Copy the lines below word for word, leaving out the pictures.

■ **STORED RECORDS**:
+ + +

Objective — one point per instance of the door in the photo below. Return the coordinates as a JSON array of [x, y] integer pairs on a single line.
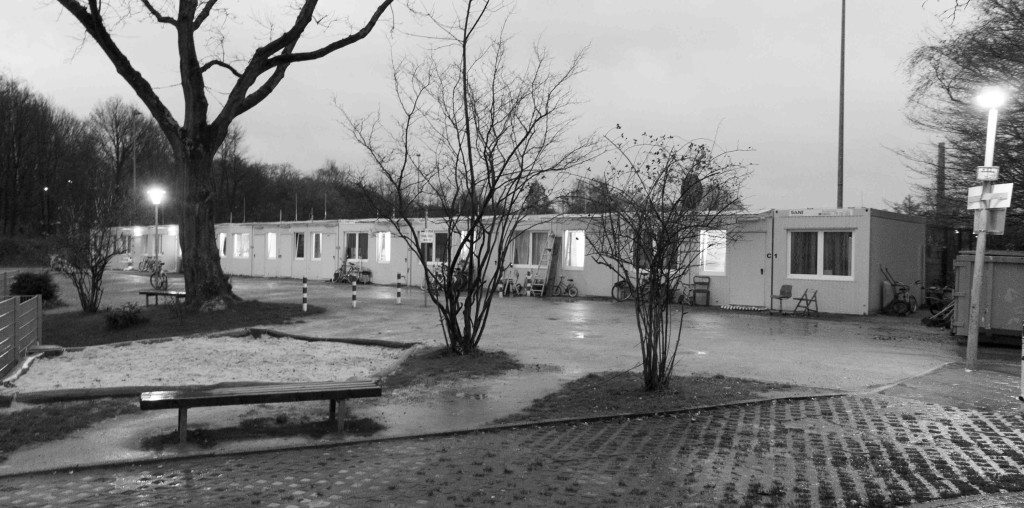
[[259, 255], [748, 270]]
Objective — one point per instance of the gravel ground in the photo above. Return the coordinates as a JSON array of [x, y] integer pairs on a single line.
[[205, 361]]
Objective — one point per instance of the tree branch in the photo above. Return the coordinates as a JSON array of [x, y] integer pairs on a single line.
[[156, 13], [210, 65]]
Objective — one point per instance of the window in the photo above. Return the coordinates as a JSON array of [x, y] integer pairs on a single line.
[[713, 245], [526, 248], [821, 254], [384, 247], [438, 250], [356, 246], [300, 245], [241, 241], [573, 245], [271, 246]]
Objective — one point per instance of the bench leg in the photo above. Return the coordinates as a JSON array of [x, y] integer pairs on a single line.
[[182, 427], [338, 414]]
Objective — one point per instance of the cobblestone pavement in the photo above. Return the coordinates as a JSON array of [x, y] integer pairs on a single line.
[[846, 451]]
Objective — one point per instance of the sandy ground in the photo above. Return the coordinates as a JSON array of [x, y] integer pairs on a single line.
[[206, 361]]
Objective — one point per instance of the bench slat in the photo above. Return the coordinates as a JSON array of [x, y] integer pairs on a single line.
[[259, 393]]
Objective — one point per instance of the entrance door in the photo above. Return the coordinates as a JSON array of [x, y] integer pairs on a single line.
[[259, 255], [748, 270]]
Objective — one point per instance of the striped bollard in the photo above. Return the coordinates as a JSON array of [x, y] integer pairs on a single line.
[[304, 292]]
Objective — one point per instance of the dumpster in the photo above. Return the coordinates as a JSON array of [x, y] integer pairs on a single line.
[[1001, 304]]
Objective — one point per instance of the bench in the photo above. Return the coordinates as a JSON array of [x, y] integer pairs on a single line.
[[335, 391], [157, 293]]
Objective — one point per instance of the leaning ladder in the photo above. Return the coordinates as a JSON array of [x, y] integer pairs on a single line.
[[540, 279]]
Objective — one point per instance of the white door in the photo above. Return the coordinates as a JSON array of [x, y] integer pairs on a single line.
[[747, 266]]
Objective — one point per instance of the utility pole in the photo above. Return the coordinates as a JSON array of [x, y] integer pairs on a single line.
[[842, 97]]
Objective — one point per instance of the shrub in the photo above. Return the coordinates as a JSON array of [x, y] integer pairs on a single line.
[[126, 315], [29, 283]]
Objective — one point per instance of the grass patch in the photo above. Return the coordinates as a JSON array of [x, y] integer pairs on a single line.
[[81, 329], [616, 392], [55, 421], [439, 365]]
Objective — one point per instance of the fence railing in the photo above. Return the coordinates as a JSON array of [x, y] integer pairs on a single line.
[[20, 328]]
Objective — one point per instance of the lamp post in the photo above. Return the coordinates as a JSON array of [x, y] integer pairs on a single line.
[[991, 99], [156, 197], [46, 209]]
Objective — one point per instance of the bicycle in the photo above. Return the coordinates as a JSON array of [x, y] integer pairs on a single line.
[[566, 288], [159, 278], [148, 263], [351, 271]]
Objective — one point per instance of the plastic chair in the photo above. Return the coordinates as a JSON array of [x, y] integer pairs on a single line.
[[784, 293], [701, 286], [804, 302]]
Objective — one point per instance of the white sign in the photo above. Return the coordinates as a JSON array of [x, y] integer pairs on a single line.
[[988, 173], [998, 198]]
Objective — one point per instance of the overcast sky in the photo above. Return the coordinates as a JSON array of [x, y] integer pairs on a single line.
[[750, 73]]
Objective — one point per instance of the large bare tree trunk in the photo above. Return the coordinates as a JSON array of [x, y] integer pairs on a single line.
[[200, 256]]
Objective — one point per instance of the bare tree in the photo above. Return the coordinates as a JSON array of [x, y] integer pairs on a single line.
[[472, 135], [668, 202], [197, 137], [947, 73]]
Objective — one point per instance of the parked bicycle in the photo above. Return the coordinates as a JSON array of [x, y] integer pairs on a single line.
[[564, 287], [148, 263], [159, 277], [902, 302], [351, 271]]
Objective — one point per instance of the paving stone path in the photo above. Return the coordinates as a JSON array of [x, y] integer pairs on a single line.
[[846, 451]]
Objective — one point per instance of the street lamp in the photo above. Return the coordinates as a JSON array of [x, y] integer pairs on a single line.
[[156, 197], [990, 98]]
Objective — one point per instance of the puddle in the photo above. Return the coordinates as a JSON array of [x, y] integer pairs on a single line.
[[470, 404]]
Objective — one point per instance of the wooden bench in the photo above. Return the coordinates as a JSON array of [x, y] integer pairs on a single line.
[[336, 391], [157, 293]]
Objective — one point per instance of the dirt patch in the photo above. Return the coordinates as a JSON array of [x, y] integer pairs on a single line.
[[438, 365], [81, 329], [617, 392]]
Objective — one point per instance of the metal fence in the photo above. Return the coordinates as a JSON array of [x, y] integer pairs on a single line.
[[20, 328]]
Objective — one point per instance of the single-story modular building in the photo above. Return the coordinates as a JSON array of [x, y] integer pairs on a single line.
[[838, 252]]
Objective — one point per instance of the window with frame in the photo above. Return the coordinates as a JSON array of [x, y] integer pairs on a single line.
[[241, 241], [713, 244], [573, 247], [271, 246], [356, 246], [300, 245], [317, 245], [526, 248], [824, 254], [383, 247]]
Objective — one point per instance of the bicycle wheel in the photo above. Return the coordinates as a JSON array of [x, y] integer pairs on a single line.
[[158, 280]]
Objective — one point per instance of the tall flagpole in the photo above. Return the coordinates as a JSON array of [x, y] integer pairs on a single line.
[[842, 97]]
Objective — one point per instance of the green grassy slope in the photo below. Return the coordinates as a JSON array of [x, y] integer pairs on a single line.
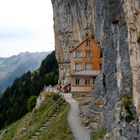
[[26, 126]]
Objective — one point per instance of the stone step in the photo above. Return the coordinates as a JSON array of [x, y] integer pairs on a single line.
[[34, 137], [54, 115], [44, 127], [36, 133], [45, 124], [41, 129]]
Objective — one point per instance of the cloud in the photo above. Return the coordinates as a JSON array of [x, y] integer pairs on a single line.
[[18, 33], [25, 25]]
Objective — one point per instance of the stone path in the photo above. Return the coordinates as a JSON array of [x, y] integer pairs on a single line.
[[45, 125], [79, 132]]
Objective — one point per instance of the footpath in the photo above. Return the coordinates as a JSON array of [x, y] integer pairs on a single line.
[[79, 132]]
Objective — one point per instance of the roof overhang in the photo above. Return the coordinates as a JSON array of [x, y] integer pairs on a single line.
[[86, 73]]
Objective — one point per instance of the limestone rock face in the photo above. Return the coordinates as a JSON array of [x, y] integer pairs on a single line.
[[116, 26]]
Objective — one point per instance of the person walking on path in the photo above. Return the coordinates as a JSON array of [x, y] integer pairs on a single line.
[[79, 132]]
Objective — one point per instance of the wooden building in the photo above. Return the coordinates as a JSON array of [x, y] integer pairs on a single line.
[[86, 64]]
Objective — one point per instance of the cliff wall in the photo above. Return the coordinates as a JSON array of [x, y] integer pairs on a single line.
[[116, 26]]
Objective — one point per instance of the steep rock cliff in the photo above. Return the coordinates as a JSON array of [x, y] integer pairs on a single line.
[[116, 26]]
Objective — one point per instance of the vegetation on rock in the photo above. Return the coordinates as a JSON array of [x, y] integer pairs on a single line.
[[13, 103]]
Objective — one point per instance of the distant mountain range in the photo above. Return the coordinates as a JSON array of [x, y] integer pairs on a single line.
[[14, 66]]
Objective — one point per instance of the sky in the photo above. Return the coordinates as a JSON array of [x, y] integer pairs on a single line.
[[25, 25]]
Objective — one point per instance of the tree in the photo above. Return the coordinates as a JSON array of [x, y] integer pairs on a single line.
[[31, 103]]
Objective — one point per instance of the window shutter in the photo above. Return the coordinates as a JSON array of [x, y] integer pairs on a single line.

+ + +

■ **COMPLETE ANSWER**:
Objective — one point per instance of the door in the photo below. Return the coordinates as a JSON array of [x, y] integer pairs on a single line.
[[259, 255], [748, 270]]
Objective — one point per instance of the gravel ground in the photo above. Return the coordinates as a JSON array of [x, y] integer pairs on a single line.
[[205, 361]]
Objective — one point per instance of the tree branch in the photo above. Return the coordinates as a JSON array of [x, y] integer pairs on a single line.
[[156, 13], [210, 65]]
Objective — one point per instance of the window in the photo above. Return the coordinates as a JSON array of [x, y] integer pairs on a single line.
[[713, 245], [526, 248], [821, 254], [384, 247], [438, 250], [356, 246], [300, 245], [241, 241], [573, 245], [271, 246]]
Objective — one point per instance of the bench leg in the photo above. Return the coordinates as a JSON array of [x, y] integer pairs on a single line.
[[182, 427], [338, 414]]
Objective — one point per instance of the cobblestone pavement in the photo above. Return the coordinates as a JSON array of [x, y] integer pairs on a single line.
[[846, 451]]
Objective — one point per instance of the sandy ground in the photo above. Return the coordinates as a JSON array of [x, y] integer pairs on a single line.
[[206, 361]]
Objective — one point per instance of the bench slat in the photo above. Return the coordinates as a JSON array of [x, y] integer pairs on a single line.
[[259, 393]]
Objective — one point per instance of the entrance door in the photo above. Return the coordinates as a JSON array of [x, y] integer pairs on a single line.
[[259, 255], [748, 270]]
Objective — one point per instance of the striped bollard in the photo above. Return the coordinates as a JSON array of [x, y] integer pairs on a single line.
[[304, 292]]
Objective — one point per instance of the dumpster in the photo above. Return the coordinates as a JSON array of [x, y] integer pairs on a single line.
[[1001, 304]]
Objective — one point per instance of the bench in the photo above. Return the coordinates as a JSON array of [x, y] integer pairs on a single line.
[[335, 391], [157, 293]]
Objective — one point per instance of the leaning ladder in the photo above. Return the coordinates as a JSON array of [x, y] integer pairs on a single line.
[[540, 279]]
Objective — one point per instance of the white door in the photo above. Return the coordinates as a JSON array of [x, y] integer pairs on a single line.
[[747, 266]]
Objective — one point per instance of the utility pole in the photo above. Return the coordinates as a JSON array of [x, y] integer pairs on a single line.
[[842, 97]]
Objective — one point per instance of the shrub in the photo above. Return the coordinates as a JSON array of [x, y] integer pairs on a single line.
[[126, 315], [29, 283]]
Objective — one point per instance of the grass patch in the photo above. Return the coordinates as a JSON array of [x, y] integer pairs on a single line.
[[81, 329], [616, 392], [55, 421], [439, 365]]
Objective — one point per instance of the fence railing in the photo above. Return the coordinates as a JSON array of [x, y] integer pairs on a single line.
[[20, 328]]
Objective — one point per instance of the lamp post in the photo above. Return the coordinates as a JSON array of [x, y] integer pairs on a single line.
[[991, 99], [156, 197], [46, 209]]
Objective — one point per instance of the bicycle in the photo above. Return the coordinates as a JSON array of [x, y] integer pairs on a single line.
[[566, 288], [159, 278], [148, 263], [351, 271]]
Objective — one point per instance of the plastic chair in the photo above. Return the coordinates as a JSON array of [x, y] integer pairs on a single line.
[[784, 293], [701, 286], [804, 302]]
Objective — one point per instance of the white sign in the photo above. Return the coordinates as a JSON array of [x, y] integer pairs on a single line.
[[988, 173], [998, 198]]
Objective — one point per instance of the overcast sky in the photo above. Return the coordinates as a JSON array of [x, y] integer pairs on a single line.
[[750, 73]]
Objective — one point per instance of the large bare tree trunk in the photo above. Return the coordinates as a JSON array of [x, y] integer pairs on a single line.
[[200, 256]]
Objective — one point per instance of the bare tree in the photo above. Return the coordinates as a JSON array of [x, y] integer pairs on a single line.
[[472, 135], [668, 202], [197, 137], [947, 73]]
Objective — one point per instance of the parked bicycle in the photo above. Return the coordinates as a JSON array of [x, y] integer pairs on a single line.
[[564, 287], [148, 263], [159, 277], [902, 302], [351, 271]]
Objective — one point per instance of the paving stone path in the photo above. Return the coordinates as a JSON array of [x, y] integer pairs on a single line.
[[846, 451]]
Objective — one point per instance of the street lamp in the photo above. Return the coordinates as a JSON array of [x, y] integer pairs on a single line.
[[156, 197], [990, 98]]
Objective — one point per instance of the puddle in the photo above. Return the coordinates as a JSON array of [x, y] integer pairs on a single line.
[[470, 404]]
Objective — one point per instance of the wooden bench in the photo above. Return the coordinates as a JSON array of [x, y] integer pairs on a single line.
[[336, 391], [157, 293]]
Objective — one point per instance of the dirt patch in the photo above. Return the coordinates as a JSON array of [x, y] integer pairs on a single line.
[[438, 365], [81, 329], [617, 392]]
Objective — one point per instance of the metal fence in the photo above. Return the coordinates as a JSON array of [x, y] integer pairs on a single line.
[[20, 328]]
Objective — one point per instance of the single-story modular building in the photo above. Return the coordinates as a JSON array of [x, y] integer pairs on a single line.
[[838, 252]]
Objective — one point per instance of the window with frame in the photo above. Return the coordinates as a JSON array of [x, y] integer pairs on a single line.
[[241, 241], [713, 244], [573, 247], [271, 246], [356, 246], [300, 245], [317, 245], [526, 248], [824, 254], [383, 247]]
Objective — one point per instance of the bicycle wheel in the photo above. Return the coordinates as a JSON array of [x, y] integer pairs on a single line.
[[158, 280]]
Objective — one point per instance of the tall flagpole in the photo above. Return the coordinates as a JSON array of [x, y] integer pairs on a single line.
[[842, 97]]
Objective — one point per instance of the green grassy slope in the photo below. Return the coordinates as a JSON array of [x, y] integer pairs on a single line.
[[26, 126]]
Objective — one point per instance of the stone step in the photo above. Return the coordinates as a JSON array of [x, y] integer pairs on a single line.
[[34, 137], [54, 115], [44, 127], [36, 133], [45, 124], [41, 129]]
Objective — one point per instance of the cloud in the photo above. Return the coordinates as a JSON array of [x, y] integer pairs on a single line.
[[18, 33], [25, 25]]
Objective — one point per instance of the stone path in the photo above. Return the coordinates as a JSON array of [x, y] integer pairs on a single line.
[[45, 125], [79, 132]]
Objective — one point per instance of the footpath in the photo above. Return the coordinates as a JSON array of [x, y] integer pairs on a single line.
[[79, 132]]
Objective — one point per instance of the roof overhang in the photo above. Return the coordinates as a JSON array of [x, y] integer pairs on a single line.
[[86, 73]]
Objective — one point per instance of the limestone rock face in the photo above. Return the coordinates as a JSON array of [x, y] integer pairs on a single line.
[[116, 26]]
Objective — one point per instance of the person walking on path in the photo above. Return the coordinates as a JSON array of [x, y] integer pairs on a single line.
[[79, 132]]
Objective — one point per instance of the wooden building in the photo above. Return the coordinates as a JSON array of [x, y] integer pairs on a single line.
[[86, 64]]
Objective — one point per instance of the cliff wall in the photo above. Return the coordinates as a JSON array of [x, y] integer pairs on a single line.
[[116, 26]]
Objective — one point per instance of the steep rock cliff in the photo above. Return the coordinates as a JSON array of [x, y] integer pairs on a single line.
[[116, 26]]
Objective — one point per instance of the vegetation on rock in the photo above. Return the coordinates as a JSON array of [x, y] integer pairs on a single line.
[[13, 103]]
Objective — one point per instance of the distant mountain range in the photo above. Return the coordinates as a JSON array of [x, y] integer pairs on a single line.
[[14, 66]]
Objective — one point per instance of the sky in the photo above. Return the coordinates as a JSON array of [x, y] integer pairs on a single line.
[[25, 25]]
Objective — one point per instance of the tree in the photo above. Return the coordinates as a JSON array of [x, y] integer pairs on a single line.
[[31, 103]]
Objective — one point per instance of the window shutter in the photo above. Return the coordinates as a JSON array of [x, y] integer pairs on a single line.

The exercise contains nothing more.